---------- Data section ----------
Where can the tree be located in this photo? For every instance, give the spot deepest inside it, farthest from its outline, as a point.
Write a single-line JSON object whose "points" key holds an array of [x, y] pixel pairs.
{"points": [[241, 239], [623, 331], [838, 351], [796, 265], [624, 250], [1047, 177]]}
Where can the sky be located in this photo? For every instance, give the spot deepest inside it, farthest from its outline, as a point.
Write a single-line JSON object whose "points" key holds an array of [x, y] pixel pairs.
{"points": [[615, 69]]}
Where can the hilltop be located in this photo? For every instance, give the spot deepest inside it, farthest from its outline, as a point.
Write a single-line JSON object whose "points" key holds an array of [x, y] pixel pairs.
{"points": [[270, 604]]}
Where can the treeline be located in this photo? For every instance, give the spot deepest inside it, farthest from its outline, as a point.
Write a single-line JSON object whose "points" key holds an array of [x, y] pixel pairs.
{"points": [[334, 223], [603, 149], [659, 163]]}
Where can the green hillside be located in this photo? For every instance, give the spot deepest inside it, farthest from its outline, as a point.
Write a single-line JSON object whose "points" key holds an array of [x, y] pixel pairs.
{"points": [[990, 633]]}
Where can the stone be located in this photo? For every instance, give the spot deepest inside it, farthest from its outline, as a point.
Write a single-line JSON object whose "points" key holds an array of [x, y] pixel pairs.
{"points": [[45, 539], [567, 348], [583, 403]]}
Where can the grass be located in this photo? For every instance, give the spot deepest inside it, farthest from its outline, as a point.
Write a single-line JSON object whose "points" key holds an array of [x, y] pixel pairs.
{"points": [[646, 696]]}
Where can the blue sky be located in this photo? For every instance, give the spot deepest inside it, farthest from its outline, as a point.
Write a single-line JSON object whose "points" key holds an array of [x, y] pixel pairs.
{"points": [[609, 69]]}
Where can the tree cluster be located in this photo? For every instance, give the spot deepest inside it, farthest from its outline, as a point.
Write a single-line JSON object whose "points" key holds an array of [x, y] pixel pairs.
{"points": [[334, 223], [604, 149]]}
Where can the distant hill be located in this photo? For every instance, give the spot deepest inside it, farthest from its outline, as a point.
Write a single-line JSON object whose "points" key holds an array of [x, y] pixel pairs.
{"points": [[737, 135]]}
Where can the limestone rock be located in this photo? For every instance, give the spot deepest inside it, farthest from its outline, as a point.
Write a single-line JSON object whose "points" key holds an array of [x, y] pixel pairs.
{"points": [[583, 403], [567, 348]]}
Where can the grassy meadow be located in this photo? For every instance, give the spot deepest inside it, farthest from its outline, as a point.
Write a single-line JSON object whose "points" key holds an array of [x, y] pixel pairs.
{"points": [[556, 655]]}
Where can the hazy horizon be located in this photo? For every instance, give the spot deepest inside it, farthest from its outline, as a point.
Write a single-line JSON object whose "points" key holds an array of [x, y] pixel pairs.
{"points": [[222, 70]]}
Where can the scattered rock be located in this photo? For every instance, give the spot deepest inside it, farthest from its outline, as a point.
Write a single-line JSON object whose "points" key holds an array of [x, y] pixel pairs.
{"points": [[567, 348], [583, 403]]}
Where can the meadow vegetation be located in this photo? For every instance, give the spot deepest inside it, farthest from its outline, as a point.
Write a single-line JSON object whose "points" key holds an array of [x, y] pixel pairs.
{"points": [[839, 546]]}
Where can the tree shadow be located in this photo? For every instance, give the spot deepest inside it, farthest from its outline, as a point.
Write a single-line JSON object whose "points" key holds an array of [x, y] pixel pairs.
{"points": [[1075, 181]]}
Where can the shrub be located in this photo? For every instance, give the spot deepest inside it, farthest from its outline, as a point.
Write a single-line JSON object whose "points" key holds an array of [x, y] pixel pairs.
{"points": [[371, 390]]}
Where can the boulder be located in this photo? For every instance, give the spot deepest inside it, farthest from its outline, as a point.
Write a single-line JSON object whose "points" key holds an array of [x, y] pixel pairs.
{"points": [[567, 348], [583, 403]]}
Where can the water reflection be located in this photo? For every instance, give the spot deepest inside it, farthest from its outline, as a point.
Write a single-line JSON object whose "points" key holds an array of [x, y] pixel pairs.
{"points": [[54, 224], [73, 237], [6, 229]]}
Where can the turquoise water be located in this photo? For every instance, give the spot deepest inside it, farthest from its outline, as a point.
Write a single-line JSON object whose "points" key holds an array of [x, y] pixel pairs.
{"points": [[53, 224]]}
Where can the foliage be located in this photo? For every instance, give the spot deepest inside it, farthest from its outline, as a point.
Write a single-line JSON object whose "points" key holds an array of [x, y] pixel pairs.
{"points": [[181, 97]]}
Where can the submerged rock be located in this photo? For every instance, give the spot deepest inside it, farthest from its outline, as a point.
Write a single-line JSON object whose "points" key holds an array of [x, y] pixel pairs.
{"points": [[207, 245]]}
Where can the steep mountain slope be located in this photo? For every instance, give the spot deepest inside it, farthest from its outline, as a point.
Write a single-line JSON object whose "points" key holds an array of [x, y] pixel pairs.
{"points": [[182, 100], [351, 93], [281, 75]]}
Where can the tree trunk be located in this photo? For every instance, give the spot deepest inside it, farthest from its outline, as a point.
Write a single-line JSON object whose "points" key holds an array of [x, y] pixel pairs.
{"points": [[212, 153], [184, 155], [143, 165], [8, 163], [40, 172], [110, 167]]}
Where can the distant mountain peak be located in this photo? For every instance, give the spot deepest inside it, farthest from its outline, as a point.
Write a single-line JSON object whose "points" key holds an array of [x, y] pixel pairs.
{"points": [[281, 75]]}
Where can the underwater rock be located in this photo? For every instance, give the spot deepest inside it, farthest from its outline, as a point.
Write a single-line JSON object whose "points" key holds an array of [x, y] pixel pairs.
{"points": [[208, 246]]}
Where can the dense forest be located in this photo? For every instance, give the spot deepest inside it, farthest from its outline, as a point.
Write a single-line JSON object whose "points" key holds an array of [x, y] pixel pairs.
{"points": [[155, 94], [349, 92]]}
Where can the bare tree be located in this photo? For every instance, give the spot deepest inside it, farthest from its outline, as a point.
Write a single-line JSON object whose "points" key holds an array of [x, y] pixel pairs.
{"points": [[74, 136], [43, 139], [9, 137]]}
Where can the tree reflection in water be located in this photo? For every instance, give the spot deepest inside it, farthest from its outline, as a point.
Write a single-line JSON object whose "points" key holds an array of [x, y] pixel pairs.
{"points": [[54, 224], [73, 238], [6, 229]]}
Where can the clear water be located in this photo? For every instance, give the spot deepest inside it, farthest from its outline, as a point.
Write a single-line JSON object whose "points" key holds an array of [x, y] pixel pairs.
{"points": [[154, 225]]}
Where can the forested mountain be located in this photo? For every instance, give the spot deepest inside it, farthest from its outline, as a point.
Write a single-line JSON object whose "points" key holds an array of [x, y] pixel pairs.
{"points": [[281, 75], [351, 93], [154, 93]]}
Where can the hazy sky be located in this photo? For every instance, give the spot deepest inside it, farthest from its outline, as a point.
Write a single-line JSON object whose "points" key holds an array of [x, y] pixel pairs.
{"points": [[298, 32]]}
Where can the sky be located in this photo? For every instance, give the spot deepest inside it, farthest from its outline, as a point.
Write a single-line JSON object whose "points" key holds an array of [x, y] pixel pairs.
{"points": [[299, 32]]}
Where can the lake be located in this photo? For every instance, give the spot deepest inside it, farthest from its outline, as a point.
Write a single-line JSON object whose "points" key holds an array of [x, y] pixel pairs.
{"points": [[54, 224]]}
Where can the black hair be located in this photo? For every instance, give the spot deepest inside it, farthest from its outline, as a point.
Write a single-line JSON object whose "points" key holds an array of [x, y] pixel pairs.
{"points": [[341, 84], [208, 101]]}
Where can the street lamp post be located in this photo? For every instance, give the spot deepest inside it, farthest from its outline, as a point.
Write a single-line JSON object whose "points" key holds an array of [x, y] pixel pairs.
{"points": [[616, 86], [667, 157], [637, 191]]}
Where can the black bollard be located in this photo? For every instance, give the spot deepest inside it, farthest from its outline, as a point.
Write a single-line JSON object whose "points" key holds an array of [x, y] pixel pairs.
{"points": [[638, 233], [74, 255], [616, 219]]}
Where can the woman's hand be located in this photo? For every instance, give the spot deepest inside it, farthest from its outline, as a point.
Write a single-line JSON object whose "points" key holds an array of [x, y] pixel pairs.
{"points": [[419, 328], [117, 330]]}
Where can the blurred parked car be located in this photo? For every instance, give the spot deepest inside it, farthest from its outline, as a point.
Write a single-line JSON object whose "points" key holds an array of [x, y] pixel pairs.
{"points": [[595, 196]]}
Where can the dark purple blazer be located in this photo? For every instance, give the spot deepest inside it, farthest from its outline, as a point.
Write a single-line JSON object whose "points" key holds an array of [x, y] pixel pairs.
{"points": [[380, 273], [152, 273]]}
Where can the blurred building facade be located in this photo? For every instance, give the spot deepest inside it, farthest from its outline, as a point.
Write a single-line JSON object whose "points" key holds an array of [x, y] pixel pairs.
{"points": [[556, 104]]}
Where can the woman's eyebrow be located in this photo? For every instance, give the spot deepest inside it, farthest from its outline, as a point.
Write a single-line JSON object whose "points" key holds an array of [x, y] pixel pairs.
----------
[Work to be completed] Starting at the line containing "Where can the black bollard" and ending at the last of the entries, rewrite those lines with "blazer" changed to "jacket". Keep everything else the same.

[Completed exercise]
Where can the black bollard be located in this photo? For every instance, give the spot deepest inside it, farthest from its outline, as a point.
Write a single-line JSON object whose "points" key holds an array of [x, y] pixel pairs.
{"points": [[638, 233], [74, 255], [616, 219]]}
Where can the woman's hand be located in this photo? For every instance, give the spot deepest inside it, farthest from its outline, as a point.
Write a single-line JSON object whose "points" key holds an array of [x, y] pixel pairs.
{"points": [[419, 328], [117, 330]]}
Where can the blurred parked car be located in this photo? For every instance, give the spot deepest inside it, farthest from its outline, as a point.
Write a single-line JSON object whose "points" key holds an array of [x, y] pixel pairs.
{"points": [[595, 196]]}
Where can the dark purple jacket be located in this photo? For every instance, give the spot deepest inside it, farthest from its outline, as a point.
Write a single-line JSON object whose "points" key holds an array of [x, y] pixel pairs.
{"points": [[380, 273], [152, 273]]}
Where can the blurred building facade be located in this photo? For every instance, give the spot deepest inside it, farthest from its outline, as a point.
Write a single-line JSON object whose "points" key holds an array of [x, y] pixel pairs.
{"points": [[556, 104]]}
Where can the woman's eyebrow be located in this photo? For every instance, give the spot deepest inside it, farthest from its outline, as a point.
Write a single-line JSON object whose "points" key holds an array of [x, y] pixel pairs.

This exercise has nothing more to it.